> **PROMPT**
Reproduce all of the material below word for word, keeping every line unchanged and in the same order.

> **RECORD EXTRACTS**
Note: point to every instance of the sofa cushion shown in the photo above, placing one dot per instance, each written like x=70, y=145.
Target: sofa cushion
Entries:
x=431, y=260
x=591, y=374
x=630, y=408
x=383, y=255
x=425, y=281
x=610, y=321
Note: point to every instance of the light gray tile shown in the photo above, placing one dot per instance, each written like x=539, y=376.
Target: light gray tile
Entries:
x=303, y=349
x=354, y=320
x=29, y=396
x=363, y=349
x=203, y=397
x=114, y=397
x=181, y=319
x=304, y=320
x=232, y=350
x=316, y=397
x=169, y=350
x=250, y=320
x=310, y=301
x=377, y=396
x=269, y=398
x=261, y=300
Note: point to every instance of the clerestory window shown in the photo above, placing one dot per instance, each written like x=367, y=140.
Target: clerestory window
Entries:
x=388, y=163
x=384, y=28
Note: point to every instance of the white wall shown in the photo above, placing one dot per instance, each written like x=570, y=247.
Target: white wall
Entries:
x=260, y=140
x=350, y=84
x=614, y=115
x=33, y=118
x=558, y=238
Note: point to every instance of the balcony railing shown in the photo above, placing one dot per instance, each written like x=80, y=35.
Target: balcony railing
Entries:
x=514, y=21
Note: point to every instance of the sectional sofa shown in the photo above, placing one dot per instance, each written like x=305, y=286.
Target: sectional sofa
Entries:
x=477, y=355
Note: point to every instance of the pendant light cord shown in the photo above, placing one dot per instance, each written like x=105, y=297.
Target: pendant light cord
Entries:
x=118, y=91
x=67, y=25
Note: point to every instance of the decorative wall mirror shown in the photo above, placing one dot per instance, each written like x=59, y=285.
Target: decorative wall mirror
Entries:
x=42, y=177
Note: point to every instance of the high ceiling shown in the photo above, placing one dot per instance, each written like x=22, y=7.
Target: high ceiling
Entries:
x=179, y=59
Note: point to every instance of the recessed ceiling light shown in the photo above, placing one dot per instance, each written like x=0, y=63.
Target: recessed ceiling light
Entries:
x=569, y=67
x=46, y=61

> **COMPLETE OUTPUT**
Note: point to every instance of the sofa cushion shown in the photo above, placing one dot per instance, each written like x=70, y=145.
Target: sofa cushion
Entries:
x=431, y=260
x=591, y=374
x=630, y=408
x=383, y=255
x=425, y=281
x=610, y=321
Note: point to every instance of the light gray tile shown in the photo above, placing one dot per instance, each written like x=539, y=376.
Target: light gray tile
Entries:
x=303, y=349
x=354, y=320
x=29, y=396
x=363, y=349
x=203, y=397
x=114, y=397
x=181, y=319
x=304, y=320
x=232, y=350
x=316, y=397
x=169, y=350
x=250, y=320
x=310, y=301
x=377, y=396
x=269, y=398
x=261, y=300
Note: point to every instance of the clerestory window shown in the photo above, placing one dot per instance, each written like x=367, y=140.
Target: clerestory window
Entries:
x=388, y=163
x=384, y=28
Note: point to every instance of the white wall shown in the photo above, placing one dot per instance, each written like x=570, y=247.
Target: white wall
Entries:
x=260, y=140
x=350, y=84
x=614, y=115
x=33, y=118
x=558, y=238
Note: point to every instance of the balcony railing shown in the photo above, placing one dot per instance, each written like x=80, y=35.
Target: balcony railing
Entries:
x=514, y=21
Note: point to every instance of the sectional sofa shown in the photo above, placing one dot per instance, each written like x=305, y=286.
Target: sectional sofa
Entries:
x=477, y=355
Note: point to every instance of the pendant light cord shown in the photo above, placing one dot per instance, each written like x=105, y=297.
Target: pendant light cord
Entries:
x=118, y=91
x=67, y=25
Note: point to every instance of the decorative wall mirror shown in the photo above, placing one dot per instance, each written like x=59, y=285.
Target: decorative wall mirror
Entries:
x=42, y=177
Note: point to every instance of the high ceiling shown in the photo above, placing one dot per instance, each written like x=22, y=7.
Target: high ceiling
Entries:
x=179, y=59
Note: point to every instance of the recessed ceiling light shown in the photo above, placing one dot per instance, each written like x=0, y=63.
Target: recessed ceiling light
Entries:
x=569, y=67
x=46, y=61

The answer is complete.